[TEXT TO READ start]

The social media giant’s highly anticipated decision comes after an oversight board, tasked with reviewing Facebook’s toughest content moderation decisions, upheld the suspension but asked the company to take a closer look at its rules and determine how long Trump’s suspension would last. The move will likely prompt criticism from both political parties, which Facebook is anticipating.

Facebook, like other social networks, suspended Trump from the platform after the deadly US Capitol Hill riots on Jan. 6 over concerns his remarks would incite violence. Facebook said at the time that Trump’s suspension was “indefinite,” but the oversight board pointed out that the social network’s rules don’t include that penalty. 

“We know that any penalty we apply — or choose not to apply — will be controversial. There are many people who believe it was not appropriate for a private company like Facebook to suspend an outgoing President from its platform, and many others who believe Mr. Trump should have immediately been banned for life,” Facebook’s vice president of global affairs Nick Clegg said in a blog post.

Facebook has typically had a mostly hands-off approach to political speech but tries to balance whether newsworthiness outweighs the risk of harm. After two years, Clegg said, Facebook will examine different factors such as “violence, restrictions on peaceful assembly and other markers of civil unrest” to determine whether Trump will be able to post again on Facebook and Instagram. 

“When the suspension is eventually lifted, there will be a strict set of rapidly escalating sanctions that will be triggered if Mr. Trump commits further violations in future, up to and including permanent removal of his pages and accounts,” Clegg said.

[TEXT TO READ end]
[EXTRACTED DATA start]

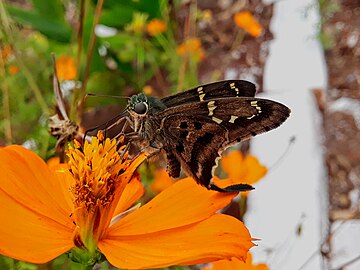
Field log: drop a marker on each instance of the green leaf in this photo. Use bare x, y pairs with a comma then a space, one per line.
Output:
118, 16
53, 9
51, 28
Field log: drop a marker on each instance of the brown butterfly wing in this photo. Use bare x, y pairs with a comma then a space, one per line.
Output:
197, 133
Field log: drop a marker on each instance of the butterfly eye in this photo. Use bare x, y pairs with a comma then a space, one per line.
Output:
140, 108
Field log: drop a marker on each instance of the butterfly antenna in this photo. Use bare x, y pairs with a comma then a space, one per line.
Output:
233, 188
101, 95
105, 125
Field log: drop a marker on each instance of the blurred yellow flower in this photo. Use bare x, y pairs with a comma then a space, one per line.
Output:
148, 89
66, 68
236, 264
162, 180
191, 47
248, 22
156, 27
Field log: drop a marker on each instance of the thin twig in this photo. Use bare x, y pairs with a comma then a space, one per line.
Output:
5, 104
89, 55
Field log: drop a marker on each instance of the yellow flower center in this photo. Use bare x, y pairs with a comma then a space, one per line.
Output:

[EXTRACTED DATA end]

▸ WHAT TO DO:
(1) In the article about Facebook's suspension of Trump, why did the oversight board take issue with calling the suspension "indefinite"? Answer in one to three sentences.
(2) Pick up the article about Facebook's suspension of Trump right after its last sentence and keep writing.
The rows aren't needed for anything here.

▸ EXERCISE RESULTS:
(1) The oversight board pointed out that Facebook's rules don't include an indefinite penalty. So it asked the company to look more closely at its rules and decide how long Trump's suspension would last.

(2)
Trump didn’t immediately respond to a request for comment. After his suspensions from various social networks, Trump launched a blog but it was shut down because the former president was displeased by the low readership, The Washington Post reported, citing an anonymous adviser. 

Facebook also said it’s making other changes to how it handles political speech, including providing more public information about how it weighs whether a piece of content is newsworthy enough to stay up despite violate its rules. When Facebook assesses whether content is newsworthy it “will not treat content posted by politicians any differently from content posted by anyone else.” Instead, Facebook will apply this newsworthy test in the same way to all content.

The social network said it rarely ever leaves up a post that violates its rules because of newsworthiness. Facebook said it incorrectly told the board that it never applied the newsworthy exception to content posted by Trump. The social network did apply this exception in 2019 when Trump posted a New Hampshire rally video in which he said “That guy’s got a serious weight problem. Go home. Start exercising.” Facebook said those remarks violated its rules against bullying and harassment but the company left up the video because it determined the harm was low risk and that there was a high public interest because Trump was running for re-election.